• _Task brief_:
Take the records from their first line through the line that contains "[[0,44],[5,42],[9,37],[12,36],[11,34],[7,32],[0,32]]", and rewrite those lines with "car windshield" replaced by "front windshield", keeping everything else the same. Leave the pictures out of the rewritten lines.

• _Provided data_:
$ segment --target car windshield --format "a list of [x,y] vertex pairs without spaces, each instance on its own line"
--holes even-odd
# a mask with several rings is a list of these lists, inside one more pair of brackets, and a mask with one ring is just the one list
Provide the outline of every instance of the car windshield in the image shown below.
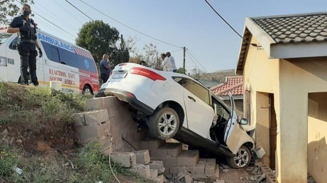
[[0,44],[5,42],[9,37],[12,36],[11,34],[7,32],[0,32]]

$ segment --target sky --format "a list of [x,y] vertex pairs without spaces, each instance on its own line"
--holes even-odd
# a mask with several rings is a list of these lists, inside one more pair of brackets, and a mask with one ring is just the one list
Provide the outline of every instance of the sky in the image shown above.
[[[181,48],[142,35],[105,16],[81,2],[69,0],[94,20],[103,20],[117,28],[125,38],[156,45],[160,52],[171,52],[177,68],[183,66]],[[178,46],[185,46],[201,64],[186,54],[186,68],[208,72],[235,68],[241,38],[210,8],[204,0],[83,0],[107,15],[143,32]],[[246,16],[326,12],[325,0],[211,0],[216,10],[241,34]],[[36,14],[33,18],[44,31],[74,43],[77,32],[90,20],[65,0],[34,0],[35,11],[70,35]]]

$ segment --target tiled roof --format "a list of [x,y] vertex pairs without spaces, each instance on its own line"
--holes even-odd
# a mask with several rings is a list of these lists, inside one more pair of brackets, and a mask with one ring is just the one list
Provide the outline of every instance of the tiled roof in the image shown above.
[[276,43],[327,40],[326,12],[252,18]]
[[203,84],[204,86],[206,87],[207,88],[212,88],[217,84],[219,84],[219,82],[213,81],[213,80],[196,80],[201,84]]
[[219,96],[228,96],[229,92],[232,96],[243,94],[243,77],[227,77],[226,80],[226,82],[212,87],[210,90]]

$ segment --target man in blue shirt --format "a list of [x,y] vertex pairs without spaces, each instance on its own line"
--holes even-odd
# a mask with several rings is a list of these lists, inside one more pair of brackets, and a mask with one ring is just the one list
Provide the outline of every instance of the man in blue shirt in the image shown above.
[[109,75],[111,72],[111,66],[109,65],[109,56],[105,54],[102,56],[102,60],[100,61],[100,72],[101,72],[101,79],[102,83],[107,82],[109,78]]

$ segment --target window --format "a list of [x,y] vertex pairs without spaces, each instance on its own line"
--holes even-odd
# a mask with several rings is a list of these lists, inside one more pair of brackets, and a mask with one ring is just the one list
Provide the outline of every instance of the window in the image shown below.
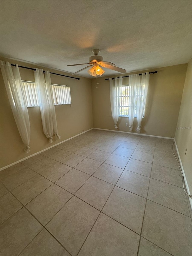
[[[34,82],[22,81],[24,93],[28,107],[39,106],[36,84]],[[71,104],[69,86],[52,84],[54,104],[55,105]]]
[[52,86],[55,105],[71,104],[69,86],[52,84]]
[[35,83],[34,82],[22,81],[22,84],[27,107],[37,107],[39,106]]
[[[130,90],[130,86],[129,85],[123,86],[122,86],[122,93],[120,99],[120,110],[119,111],[119,116],[128,116],[129,108],[130,107],[129,99]],[[137,90],[136,90],[137,93]],[[143,97],[143,95],[142,95]],[[144,113],[143,117],[144,117]],[[135,109],[134,117],[136,117],[137,114],[136,108],[136,104]]]

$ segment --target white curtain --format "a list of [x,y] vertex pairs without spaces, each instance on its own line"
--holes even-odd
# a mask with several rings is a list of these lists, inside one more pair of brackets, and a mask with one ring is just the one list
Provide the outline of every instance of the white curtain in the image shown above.
[[136,88],[136,106],[138,127],[137,131],[140,131],[141,121],[143,115],[146,102],[147,91],[149,82],[149,73],[148,72],[142,73],[140,76],[140,82],[137,84]]
[[112,78],[110,79],[111,108],[112,116],[115,124],[115,128],[117,129],[117,124],[119,114],[123,79],[122,77],[120,77],[119,79],[116,77],[114,80],[115,84]]
[[54,104],[52,86],[51,81],[50,74],[49,71],[45,71],[45,82],[52,119],[53,135],[56,135],[57,139],[60,140],[61,139],[61,136],[59,136],[58,134],[57,124],[56,119],[56,114],[55,113],[55,105]]
[[31,131],[29,119],[21,77],[17,64],[11,66],[8,62],[0,61],[6,90],[20,136],[26,145],[24,151],[30,151]]
[[139,84],[139,74],[131,75],[129,76],[129,131],[133,130],[133,125],[136,104],[136,93],[137,85]]
[[43,69],[36,68],[34,71],[35,80],[37,88],[39,107],[41,116],[44,134],[49,139],[49,142],[52,142],[53,136],[56,135],[58,139],[55,106],[53,101],[51,83],[49,71],[46,73],[46,83]]

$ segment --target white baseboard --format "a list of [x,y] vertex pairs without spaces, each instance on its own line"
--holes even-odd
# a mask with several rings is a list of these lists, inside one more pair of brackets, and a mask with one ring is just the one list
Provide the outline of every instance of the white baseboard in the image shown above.
[[[181,169],[182,170],[182,173],[183,173],[183,178],[184,178],[184,180],[185,182],[185,186],[186,186],[186,189],[187,189],[187,191],[188,194],[190,195],[190,191],[189,190],[189,185],[188,185],[187,182],[187,179],[186,179],[186,176],[185,176],[185,172],[184,170],[184,169],[183,169],[183,165],[182,164],[182,162],[181,161],[181,158],[180,157],[180,155],[179,155],[179,151],[178,150],[178,148],[177,147],[177,143],[176,143],[176,141],[175,140],[175,138],[174,138],[174,141],[175,142],[175,147],[176,149],[176,150],[177,151],[177,155],[178,155],[178,157],[179,158],[179,164],[180,164]],[[188,196],[188,198],[189,198],[189,202],[190,202],[190,204],[191,206],[191,209],[192,209],[192,197]]]
[[29,155],[28,156],[27,156],[26,157],[25,157],[24,158],[22,158],[22,159],[20,159],[20,160],[19,160],[18,161],[17,161],[16,162],[15,162],[14,163],[12,163],[12,164],[9,164],[8,165],[7,165],[6,166],[4,166],[4,167],[2,167],[2,168],[0,169],[0,171],[2,171],[3,170],[4,170],[4,169],[6,169],[6,168],[8,168],[8,167],[10,167],[10,166],[12,166],[12,165],[14,165],[14,164],[18,164],[18,163],[20,163],[20,162],[22,162],[22,161],[24,161],[24,160],[26,160],[26,159],[28,159],[28,158],[30,158],[30,157],[32,157],[32,156],[34,156],[34,155],[38,155],[38,154],[40,154],[41,152],[44,152],[44,151],[46,151],[47,149],[51,149],[52,148],[53,148],[54,147],[55,147],[57,145],[59,145],[59,144],[61,144],[62,143],[63,143],[64,142],[65,142],[65,141],[67,141],[68,140],[70,140],[71,139],[73,139],[73,138],[75,138],[76,137],[77,137],[77,136],[79,136],[80,135],[81,135],[81,134],[83,134],[83,133],[85,133],[86,132],[87,132],[87,131],[91,131],[92,130],[93,128],[91,128],[91,129],[89,129],[89,130],[87,130],[86,131],[83,131],[81,133],[79,133],[78,134],[77,134],[76,135],[75,135],[75,136],[73,136],[73,137],[71,137],[70,138],[69,138],[68,139],[67,139],[67,140],[62,140],[62,141],[60,141],[59,142],[58,142],[58,143],[57,143],[56,144],[54,144],[54,145],[53,145],[52,146],[51,146],[50,147],[49,147],[48,148],[46,148],[46,149],[43,149],[40,151],[38,151],[38,152],[36,152],[36,153],[35,153],[34,154],[32,154],[32,155]]
[[134,134],[135,135],[140,135],[142,136],[148,136],[149,137],[155,137],[156,138],[161,138],[162,139],[167,139],[169,140],[173,140],[174,138],[170,137],[163,137],[162,136],[156,136],[155,135],[148,135],[148,134],[142,134],[140,133],[136,133],[135,132],[129,132],[128,131],[115,131],[113,130],[108,130],[107,129],[101,129],[101,128],[96,128],[94,127],[93,129],[95,129],[96,130],[102,130],[104,131],[114,131],[115,132],[121,132],[124,133],[128,133],[130,134]]

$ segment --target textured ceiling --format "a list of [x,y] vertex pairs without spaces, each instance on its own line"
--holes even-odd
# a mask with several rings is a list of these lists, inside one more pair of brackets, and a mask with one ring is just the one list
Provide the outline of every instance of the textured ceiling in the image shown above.
[[1,9],[3,57],[70,73],[95,48],[128,72],[191,58],[190,1],[3,1]]

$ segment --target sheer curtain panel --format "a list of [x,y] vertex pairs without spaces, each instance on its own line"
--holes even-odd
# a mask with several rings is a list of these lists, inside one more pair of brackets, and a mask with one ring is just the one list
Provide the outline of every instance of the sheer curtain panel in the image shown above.
[[27,103],[17,64],[12,67],[8,62],[0,61],[0,65],[9,100],[18,130],[23,143],[24,151],[30,151],[31,131]]
[[54,104],[54,100],[52,89],[52,86],[51,81],[50,74],[49,71],[45,71],[45,82],[46,86],[48,95],[48,98],[49,101],[50,108],[51,112],[53,123],[53,135],[56,135],[57,139],[60,139],[61,136],[58,134],[57,130],[57,123],[56,119],[56,114],[55,113],[55,105]]
[[43,131],[45,135],[49,139],[49,142],[51,143],[53,141],[53,136],[55,134],[57,135],[58,138],[60,139],[61,137],[57,132],[52,92],[50,87],[51,85],[50,75],[49,72],[46,74],[47,84],[45,80],[43,69],[39,70],[37,68],[35,69],[36,71],[34,71],[35,80],[37,89]]
[[122,77],[120,77],[119,79],[116,77],[114,80],[115,82],[112,78],[110,79],[110,99],[111,113],[115,128],[117,129],[117,124],[119,114],[120,98],[122,93]]
[[136,87],[139,84],[139,74],[131,75],[129,76],[129,131],[133,130],[136,104]]
[[148,72],[142,73],[140,76],[140,83],[137,84],[136,96],[136,109],[138,126],[136,128],[137,131],[140,131],[141,121],[142,118],[148,88],[149,82],[149,73]]

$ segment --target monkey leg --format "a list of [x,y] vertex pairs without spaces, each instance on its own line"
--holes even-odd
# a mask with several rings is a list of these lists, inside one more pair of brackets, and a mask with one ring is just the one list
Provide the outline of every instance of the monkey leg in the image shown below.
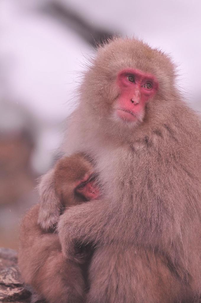
[[36,289],[48,303],[81,303],[85,284],[80,267],[55,253],[39,271]]
[[187,285],[168,268],[162,256],[153,251],[98,248],[89,276],[87,303],[192,301]]
[[22,278],[48,303],[81,303],[85,287],[81,268],[64,259],[58,235],[37,224],[39,207],[29,211],[21,224],[18,264]]

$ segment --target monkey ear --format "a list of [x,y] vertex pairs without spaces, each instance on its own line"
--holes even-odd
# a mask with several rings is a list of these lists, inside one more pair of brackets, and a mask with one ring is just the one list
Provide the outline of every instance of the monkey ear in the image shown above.
[[41,179],[38,186],[40,204],[38,223],[47,231],[54,228],[60,214],[61,203],[55,190],[53,168]]

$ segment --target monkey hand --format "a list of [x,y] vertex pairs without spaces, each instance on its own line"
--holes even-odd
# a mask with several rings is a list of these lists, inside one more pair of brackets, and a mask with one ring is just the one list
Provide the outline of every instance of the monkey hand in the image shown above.
[[39,185],[41,203],[38,223],[45,231],[54,228],[61,213],[61,203],[55,191],[52,169],[44,175]]
[[114,228],[114,222],[108,219],[107,224],[105,223],[106,213],[108,214],[109,207],[104,201],[99,200],[97,203],[97,201],[91,201],[72,206],[60,216],[57,230],[62,251],[67,259],[81,262],[80,255],[76,253],[76,244],[84,246],[89,244],[94,247],[112,241],[110,238],[113,235],[110,231]]

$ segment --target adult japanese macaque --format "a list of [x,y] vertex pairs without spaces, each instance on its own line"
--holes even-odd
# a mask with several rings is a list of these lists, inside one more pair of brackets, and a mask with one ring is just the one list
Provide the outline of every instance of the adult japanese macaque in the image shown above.
[[[93,168],[83,155],[62,158],[56,164],[54,174],[53,171],[51,175],[55,193],[52,188],[51,203],[46,205],[50,208],[50,211],[51,207],[54,209],[59,206],[59,201],[66,208],[98,197],[99,190],[93,177]],[[47,192],[46,194],[47,199]],[[54,204],[56,201],[57,203]],[[18,265],[22,278],[48,302],[82,302],[86,286],[83,270],[90,251],[77,247],[77,258],[82,265],[67,261],[58,235],[44,231],[38,223],[40,206],[37,204],[28,211],[21,225]],[[61,208],[59,209],[61,212]]]
[[67,210],[58,230],[67,260],[74,242],[96,248],[86,301],[197,301],[201,124],[171,58],[114,39],[98,50],[80,92],[64,150],[93,159],[103,195]]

• _Task answer_:
$ segment --target front windshield --format "a list of [x,y] vertex pairs without spaces, each instance on its own line"
--holes even-odd
# a mask with several rings is a list of these lists, inside one more pair of brackets, and a mask with one ring is just the one list
Provide the outline of every instance of the front windshield in the image shown below.
[[0,44],[5,42],[9,37],[12,36],[11,34],[7,32],[0,32]]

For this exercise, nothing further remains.